Select every line of the records below that contains the string "shirt", and copy each one.

________________________

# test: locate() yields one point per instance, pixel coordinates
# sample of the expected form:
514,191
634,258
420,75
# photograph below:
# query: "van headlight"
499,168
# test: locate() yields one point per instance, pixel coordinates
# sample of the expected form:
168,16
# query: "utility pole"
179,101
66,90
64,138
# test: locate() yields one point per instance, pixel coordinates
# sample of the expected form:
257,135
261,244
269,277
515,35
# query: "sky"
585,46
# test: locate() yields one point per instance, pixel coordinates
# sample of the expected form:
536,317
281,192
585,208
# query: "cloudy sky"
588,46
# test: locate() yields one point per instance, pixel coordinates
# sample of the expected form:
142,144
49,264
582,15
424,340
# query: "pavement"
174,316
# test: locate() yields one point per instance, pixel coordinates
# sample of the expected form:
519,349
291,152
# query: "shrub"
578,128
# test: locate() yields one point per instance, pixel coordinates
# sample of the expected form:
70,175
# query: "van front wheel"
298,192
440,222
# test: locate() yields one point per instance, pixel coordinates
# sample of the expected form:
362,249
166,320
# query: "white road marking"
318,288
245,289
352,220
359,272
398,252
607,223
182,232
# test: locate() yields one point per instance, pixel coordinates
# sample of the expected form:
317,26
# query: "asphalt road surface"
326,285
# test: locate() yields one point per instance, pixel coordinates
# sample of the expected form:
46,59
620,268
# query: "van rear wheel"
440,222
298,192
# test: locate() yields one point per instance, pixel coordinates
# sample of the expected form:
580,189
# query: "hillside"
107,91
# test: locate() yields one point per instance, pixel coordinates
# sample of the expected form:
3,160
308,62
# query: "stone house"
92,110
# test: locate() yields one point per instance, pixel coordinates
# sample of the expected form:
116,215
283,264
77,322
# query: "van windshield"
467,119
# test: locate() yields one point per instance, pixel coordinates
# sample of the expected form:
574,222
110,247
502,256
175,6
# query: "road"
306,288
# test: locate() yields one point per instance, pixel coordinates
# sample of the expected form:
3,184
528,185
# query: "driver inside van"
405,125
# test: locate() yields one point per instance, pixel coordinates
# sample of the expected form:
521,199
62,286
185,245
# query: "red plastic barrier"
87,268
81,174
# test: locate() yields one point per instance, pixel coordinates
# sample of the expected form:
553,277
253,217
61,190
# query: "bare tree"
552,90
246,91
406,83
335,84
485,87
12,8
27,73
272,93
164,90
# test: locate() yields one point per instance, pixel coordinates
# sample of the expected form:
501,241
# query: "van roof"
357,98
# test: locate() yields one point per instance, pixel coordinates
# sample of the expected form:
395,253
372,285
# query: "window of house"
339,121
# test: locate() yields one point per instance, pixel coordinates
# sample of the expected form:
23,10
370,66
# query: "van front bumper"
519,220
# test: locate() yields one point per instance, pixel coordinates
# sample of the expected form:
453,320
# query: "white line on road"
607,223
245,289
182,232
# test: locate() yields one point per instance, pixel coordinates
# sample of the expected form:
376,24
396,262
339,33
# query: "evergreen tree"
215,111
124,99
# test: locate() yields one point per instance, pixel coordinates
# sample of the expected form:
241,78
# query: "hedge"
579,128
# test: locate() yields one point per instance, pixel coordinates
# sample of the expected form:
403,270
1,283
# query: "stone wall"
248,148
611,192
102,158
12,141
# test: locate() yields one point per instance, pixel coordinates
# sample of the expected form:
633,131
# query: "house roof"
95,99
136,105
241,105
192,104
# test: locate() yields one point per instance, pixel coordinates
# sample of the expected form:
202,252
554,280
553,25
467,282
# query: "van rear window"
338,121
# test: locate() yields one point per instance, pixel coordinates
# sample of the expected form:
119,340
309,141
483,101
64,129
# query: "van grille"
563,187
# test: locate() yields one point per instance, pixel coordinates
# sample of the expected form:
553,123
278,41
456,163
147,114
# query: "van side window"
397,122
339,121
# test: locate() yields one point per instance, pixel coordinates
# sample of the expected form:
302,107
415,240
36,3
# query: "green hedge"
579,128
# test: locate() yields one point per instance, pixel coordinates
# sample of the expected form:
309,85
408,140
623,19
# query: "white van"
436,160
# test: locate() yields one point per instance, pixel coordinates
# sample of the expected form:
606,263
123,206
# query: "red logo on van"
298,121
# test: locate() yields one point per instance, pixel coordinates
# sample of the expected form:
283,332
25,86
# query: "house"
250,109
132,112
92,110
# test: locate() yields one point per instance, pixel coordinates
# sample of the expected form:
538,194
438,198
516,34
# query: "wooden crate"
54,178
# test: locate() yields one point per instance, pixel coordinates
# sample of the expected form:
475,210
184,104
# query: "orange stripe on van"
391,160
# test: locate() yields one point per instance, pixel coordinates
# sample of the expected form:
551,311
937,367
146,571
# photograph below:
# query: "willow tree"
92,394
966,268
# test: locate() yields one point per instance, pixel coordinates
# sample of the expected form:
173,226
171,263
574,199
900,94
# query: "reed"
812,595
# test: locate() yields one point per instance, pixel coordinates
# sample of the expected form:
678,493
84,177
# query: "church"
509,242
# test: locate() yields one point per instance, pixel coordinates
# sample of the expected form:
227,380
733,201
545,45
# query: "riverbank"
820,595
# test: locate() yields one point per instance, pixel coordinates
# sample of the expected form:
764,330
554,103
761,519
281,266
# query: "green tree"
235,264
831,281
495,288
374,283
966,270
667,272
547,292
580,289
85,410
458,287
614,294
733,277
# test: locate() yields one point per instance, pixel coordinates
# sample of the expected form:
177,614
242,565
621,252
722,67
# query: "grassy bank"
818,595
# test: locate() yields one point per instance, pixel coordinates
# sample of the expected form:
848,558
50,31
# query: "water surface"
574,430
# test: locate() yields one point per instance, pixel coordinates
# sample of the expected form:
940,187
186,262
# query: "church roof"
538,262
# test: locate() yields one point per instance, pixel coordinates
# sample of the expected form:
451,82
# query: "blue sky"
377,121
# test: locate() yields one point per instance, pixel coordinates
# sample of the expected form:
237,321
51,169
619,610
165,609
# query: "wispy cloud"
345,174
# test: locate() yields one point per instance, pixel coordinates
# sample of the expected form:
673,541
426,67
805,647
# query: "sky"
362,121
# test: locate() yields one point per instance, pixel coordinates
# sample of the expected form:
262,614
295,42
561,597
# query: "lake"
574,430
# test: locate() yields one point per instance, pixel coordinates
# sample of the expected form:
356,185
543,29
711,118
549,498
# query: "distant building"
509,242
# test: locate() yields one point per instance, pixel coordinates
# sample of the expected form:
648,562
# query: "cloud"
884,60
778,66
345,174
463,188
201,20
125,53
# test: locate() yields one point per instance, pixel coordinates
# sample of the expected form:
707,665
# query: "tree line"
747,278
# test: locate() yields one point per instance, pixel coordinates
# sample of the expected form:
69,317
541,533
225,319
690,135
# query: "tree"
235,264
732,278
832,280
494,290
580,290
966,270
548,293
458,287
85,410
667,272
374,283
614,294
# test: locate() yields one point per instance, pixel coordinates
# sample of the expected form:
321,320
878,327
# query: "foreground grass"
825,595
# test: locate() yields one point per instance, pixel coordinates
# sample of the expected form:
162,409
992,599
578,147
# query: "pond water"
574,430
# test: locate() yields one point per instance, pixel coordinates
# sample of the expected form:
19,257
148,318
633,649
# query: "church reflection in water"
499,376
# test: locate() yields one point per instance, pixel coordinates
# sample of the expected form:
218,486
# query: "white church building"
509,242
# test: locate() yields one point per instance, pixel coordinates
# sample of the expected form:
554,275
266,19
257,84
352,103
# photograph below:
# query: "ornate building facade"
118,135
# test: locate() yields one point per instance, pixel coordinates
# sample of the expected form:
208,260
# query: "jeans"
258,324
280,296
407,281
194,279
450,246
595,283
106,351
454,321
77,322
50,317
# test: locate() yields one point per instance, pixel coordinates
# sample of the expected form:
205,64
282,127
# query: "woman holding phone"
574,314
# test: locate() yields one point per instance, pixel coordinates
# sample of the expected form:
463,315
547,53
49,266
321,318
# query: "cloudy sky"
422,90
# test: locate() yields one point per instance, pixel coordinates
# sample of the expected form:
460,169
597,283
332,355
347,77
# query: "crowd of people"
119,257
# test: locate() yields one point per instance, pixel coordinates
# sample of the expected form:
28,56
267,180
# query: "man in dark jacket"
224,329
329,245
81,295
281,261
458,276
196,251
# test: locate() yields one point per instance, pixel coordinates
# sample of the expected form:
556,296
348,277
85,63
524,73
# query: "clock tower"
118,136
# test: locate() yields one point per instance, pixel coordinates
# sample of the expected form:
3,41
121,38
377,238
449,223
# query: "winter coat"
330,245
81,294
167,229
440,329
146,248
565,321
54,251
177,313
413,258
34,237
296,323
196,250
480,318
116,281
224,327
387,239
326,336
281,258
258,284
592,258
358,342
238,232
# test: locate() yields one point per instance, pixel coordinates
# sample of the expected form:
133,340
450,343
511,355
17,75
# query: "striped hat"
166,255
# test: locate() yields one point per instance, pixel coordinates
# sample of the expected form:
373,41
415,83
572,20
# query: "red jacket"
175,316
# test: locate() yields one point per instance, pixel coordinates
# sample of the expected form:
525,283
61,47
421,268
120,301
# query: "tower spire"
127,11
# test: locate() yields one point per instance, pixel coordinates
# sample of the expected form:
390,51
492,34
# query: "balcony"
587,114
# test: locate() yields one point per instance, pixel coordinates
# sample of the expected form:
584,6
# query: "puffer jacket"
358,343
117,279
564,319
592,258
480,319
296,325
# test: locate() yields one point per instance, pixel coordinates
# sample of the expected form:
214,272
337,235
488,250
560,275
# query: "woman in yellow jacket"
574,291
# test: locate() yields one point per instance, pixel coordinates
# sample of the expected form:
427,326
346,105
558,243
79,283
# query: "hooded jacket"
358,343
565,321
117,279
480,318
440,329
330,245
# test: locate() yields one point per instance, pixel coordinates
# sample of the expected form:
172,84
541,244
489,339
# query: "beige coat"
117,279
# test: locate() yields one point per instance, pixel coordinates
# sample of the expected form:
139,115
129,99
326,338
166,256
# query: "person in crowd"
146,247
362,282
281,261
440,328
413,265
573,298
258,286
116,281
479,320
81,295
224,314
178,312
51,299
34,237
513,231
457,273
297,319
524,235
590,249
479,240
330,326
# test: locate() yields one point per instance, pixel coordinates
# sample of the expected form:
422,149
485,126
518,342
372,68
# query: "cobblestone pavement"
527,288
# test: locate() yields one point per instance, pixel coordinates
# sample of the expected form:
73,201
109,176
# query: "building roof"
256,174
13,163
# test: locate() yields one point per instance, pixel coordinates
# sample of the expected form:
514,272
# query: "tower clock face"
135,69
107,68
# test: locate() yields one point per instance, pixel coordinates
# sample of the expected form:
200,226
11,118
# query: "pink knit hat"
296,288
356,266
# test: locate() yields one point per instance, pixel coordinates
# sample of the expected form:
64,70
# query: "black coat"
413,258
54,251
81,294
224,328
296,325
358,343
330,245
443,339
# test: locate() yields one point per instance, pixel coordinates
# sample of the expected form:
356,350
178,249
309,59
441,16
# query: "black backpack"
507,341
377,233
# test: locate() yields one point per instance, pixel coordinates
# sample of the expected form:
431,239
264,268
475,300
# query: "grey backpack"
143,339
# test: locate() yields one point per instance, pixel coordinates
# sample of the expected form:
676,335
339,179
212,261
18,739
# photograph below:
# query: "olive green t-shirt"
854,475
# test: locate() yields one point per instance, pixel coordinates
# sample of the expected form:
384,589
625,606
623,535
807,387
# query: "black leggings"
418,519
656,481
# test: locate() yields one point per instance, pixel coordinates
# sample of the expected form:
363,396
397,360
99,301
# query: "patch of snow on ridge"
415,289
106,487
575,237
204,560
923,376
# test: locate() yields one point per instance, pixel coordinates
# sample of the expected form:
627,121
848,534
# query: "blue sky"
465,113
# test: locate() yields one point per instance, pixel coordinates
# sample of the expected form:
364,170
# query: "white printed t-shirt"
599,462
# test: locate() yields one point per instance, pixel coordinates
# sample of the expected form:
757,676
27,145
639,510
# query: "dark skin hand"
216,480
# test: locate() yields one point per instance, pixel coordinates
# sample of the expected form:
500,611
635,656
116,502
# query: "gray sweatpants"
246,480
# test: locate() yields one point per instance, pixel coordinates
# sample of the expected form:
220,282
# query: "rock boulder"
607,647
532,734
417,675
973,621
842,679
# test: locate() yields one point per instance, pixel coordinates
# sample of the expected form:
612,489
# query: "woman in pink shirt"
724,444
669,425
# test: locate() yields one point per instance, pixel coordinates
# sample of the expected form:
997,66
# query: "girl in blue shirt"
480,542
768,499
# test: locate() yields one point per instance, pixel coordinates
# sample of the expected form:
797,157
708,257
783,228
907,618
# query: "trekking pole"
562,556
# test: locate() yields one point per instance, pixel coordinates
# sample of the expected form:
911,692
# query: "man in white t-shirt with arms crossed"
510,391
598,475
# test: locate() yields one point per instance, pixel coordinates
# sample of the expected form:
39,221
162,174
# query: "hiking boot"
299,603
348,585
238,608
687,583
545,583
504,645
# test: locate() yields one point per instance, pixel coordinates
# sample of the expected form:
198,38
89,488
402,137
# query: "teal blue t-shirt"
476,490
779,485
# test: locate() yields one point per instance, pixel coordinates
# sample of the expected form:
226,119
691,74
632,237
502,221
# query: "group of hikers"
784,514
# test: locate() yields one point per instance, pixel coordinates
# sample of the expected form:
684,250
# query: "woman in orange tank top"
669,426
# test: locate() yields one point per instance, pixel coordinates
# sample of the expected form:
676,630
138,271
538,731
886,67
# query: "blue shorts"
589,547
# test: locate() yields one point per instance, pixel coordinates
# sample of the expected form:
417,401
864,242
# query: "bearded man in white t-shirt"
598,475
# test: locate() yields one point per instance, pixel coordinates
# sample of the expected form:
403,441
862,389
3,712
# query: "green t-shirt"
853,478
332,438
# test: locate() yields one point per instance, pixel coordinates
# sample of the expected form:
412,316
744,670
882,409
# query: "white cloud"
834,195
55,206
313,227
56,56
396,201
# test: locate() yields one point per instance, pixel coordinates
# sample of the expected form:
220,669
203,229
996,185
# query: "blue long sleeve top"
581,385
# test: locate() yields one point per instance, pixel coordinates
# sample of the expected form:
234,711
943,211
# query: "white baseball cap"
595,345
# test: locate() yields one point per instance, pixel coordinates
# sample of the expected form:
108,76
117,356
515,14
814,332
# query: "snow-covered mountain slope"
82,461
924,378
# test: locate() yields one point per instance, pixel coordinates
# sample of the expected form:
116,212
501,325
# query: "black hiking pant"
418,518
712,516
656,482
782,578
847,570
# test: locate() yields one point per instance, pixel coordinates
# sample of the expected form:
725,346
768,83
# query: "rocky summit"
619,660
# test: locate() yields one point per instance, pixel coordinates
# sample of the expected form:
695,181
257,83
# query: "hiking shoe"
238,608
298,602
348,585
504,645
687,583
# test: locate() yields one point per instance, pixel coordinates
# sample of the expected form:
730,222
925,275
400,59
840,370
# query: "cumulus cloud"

________________________

### THE RESULT
# query: "olive green t-shirt"
# query: "white printed t-shirt"
# query: "woman in pink shirt"
# query: "girl in blue shirt"
# query: "man in white t-shirt with arms crossed"
# query: "teal blue t-shirt"
# query: "bearded man in white t-shirt"
# query: "green t-shirt"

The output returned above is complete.